[Stored data]
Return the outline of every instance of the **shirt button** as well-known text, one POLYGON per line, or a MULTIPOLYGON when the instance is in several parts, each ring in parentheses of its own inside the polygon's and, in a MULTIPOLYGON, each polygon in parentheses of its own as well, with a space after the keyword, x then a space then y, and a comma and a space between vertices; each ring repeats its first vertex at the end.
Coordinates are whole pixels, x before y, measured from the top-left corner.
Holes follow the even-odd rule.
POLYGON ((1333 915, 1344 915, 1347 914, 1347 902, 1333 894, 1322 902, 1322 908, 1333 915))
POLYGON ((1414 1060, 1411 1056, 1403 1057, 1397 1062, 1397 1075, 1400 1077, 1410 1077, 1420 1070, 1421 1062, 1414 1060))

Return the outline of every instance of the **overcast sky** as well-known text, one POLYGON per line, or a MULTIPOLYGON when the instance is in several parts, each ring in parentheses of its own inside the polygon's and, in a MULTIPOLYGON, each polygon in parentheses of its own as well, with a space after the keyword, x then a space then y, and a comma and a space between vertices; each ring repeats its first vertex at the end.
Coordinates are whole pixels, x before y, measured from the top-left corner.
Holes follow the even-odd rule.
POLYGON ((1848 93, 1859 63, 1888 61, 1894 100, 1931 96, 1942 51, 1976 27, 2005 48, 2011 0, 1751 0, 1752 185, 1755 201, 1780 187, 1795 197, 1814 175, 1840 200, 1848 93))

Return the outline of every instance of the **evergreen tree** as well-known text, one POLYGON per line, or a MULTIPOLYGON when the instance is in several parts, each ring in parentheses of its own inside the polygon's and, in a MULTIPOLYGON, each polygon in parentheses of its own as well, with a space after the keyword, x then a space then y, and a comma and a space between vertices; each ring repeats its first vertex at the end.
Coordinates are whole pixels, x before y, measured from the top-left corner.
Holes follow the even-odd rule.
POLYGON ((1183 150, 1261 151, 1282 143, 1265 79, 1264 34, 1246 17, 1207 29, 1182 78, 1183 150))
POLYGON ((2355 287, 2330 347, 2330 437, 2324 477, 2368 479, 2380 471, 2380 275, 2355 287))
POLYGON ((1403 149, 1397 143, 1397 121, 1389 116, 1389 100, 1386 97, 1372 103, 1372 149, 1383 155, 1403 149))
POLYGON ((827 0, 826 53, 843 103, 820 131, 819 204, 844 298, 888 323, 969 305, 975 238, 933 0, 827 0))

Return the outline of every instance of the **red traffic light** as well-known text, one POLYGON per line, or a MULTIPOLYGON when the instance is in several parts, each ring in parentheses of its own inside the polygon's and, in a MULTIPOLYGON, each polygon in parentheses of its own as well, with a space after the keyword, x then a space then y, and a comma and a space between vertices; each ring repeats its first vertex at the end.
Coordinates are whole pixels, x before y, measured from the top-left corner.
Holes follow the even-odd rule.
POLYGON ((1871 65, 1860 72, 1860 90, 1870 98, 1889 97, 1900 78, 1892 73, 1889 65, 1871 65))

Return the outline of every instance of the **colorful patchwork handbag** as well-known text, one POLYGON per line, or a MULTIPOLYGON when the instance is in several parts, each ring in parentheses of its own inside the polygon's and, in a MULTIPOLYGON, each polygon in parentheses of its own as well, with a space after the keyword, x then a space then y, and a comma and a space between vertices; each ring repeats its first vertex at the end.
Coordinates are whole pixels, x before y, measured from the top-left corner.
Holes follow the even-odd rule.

**WORK REQUIRED:** Copy all data exactly, start to finish.

**RESPONSE BOX:**
Return the outline of every instance of the **shirt button** as well-known text, one POLYGON per line, or a MULTIPOLYGON when the instance is in several parts, each ring in parentheses of its own inside the polygon's and, in a MULTIPOLYGON, each polygon in parentheses of its own as well, with a space after the keyword, x then a space then y, and a comma and a space between vertices; each ring repeats its first vertex at the end.
Coordinates are whole pixels, x before y, measured from the top-left corner.
Holes follow the even-odd rule.
POLYGON ((1333 915, 1344 915, 1347 914, 1347 902, 1333 894, 1322 902, 1322 908, 1333 915))
POLYGON ((1414 1060, 1411 1056, 1403 1057, 1397 1062, 1397 1075, 1400 1077, 1410 1077, 1420 1070, 1421 1062, 1414 1060))

Return the outline of every instance of the **overcast sky** as well-known text, one POLYGON per line, or a MULTIPOLYGON when the instance is in several parts, each ring in parentheses of its own inside the polygon's and, in a MULTIPOLYGON, each polygon in parentheses of its own as well, with a space after the keyword, x then a space then y, and a comma and a space between vertices; each ring repeats its first vertex at the end.
Coordinates are whole pixels, x before y, measured from the top-left corner.
Holes follow the even-odd rule.
POLYGON ((1848 93, 1859 63, 1888 61, 1894 100, 1931 96, 1942 51, 1976 27, 2005 48, 2011 0, 1751 0, 1752 185, 1755 201, 1780 187, 1795 197, 1814 175, 1840 200, 1848 93))

Return the outline of every instance of the **evergreen tree** as well-known text, one POLYGON per line, or a MULTIPOLYGON when the instance is in several parts, each ring in parentheses of its own inside the polygon's and, in a MULTIPOLYGON, each polygon in parentheses of its own as well, with a space after the keyword, x then a space then y, and a comma and a space between vertices; each ring repeats its first vertex at the end.
Coordinates are whole pixels, x before y, measured from the top-left corner.
Holes follow the even-odd rule.
POLYGON ((1183 150, 1261 151, 1282 143, 1265 79, 1264 34, 1246 17, 1207 29, 1182 78, 1183 150))
POLYGON ((2355 287, 2330 347, 2330 437, 2324 477, 2368 479, 2380 471, 2380 275, 2355 287))
POLYGON ((1403 149, 1397 143, 1397 121, 1389 116, 1389 100, 1386 97, 1372 103, 1372 149, 1383 155, 1403 149))
POLYGON ((827 0, 826 53, 843 103, 820 131, 819 204, 844 298, 888 323, 969 305, 975 238, 933 0, 827 0))

Return the outline of every instance of the **red traffic light** as well-known text, one POLYGON per line, or a MULTIPOLYGON when the instance is in several parts, each ring in parentheses of its own inside the polygon's and, in a MULTIPOLYGON, each polygon in parentheses of its own as well, with a space after the keyword, x then a space then y, and a comma and a space between vertices; each ring repeats its first vertex at the end.
Coordinates are whole pixels, x before y, measured from the top-left corner.
Holes follow the even-odd rule.
POLYGON ((1871 65, 1860 72, 1860 90, 1870 98, 1889 97, 1900 78, 1892 73, 1889 65, 1871 65))

Return the outline of every instance of the **colorful patchwork handbag** as well-known text, one POLYGON per line, or a MULTIPOLYGON when the instance is in several parts, each ring in parentheses of its own inside the polygon's and, in a MULTIPOLYGON, each polygon in parentheses of its own as well, with a space after the keyword, x then a space then y, and a comma and a space between vertices; each ring repeats its first vertex at the end.
Coordinates are whole pixels, x before y, measured from the top-left corner.
Holes follow the even-odd rule.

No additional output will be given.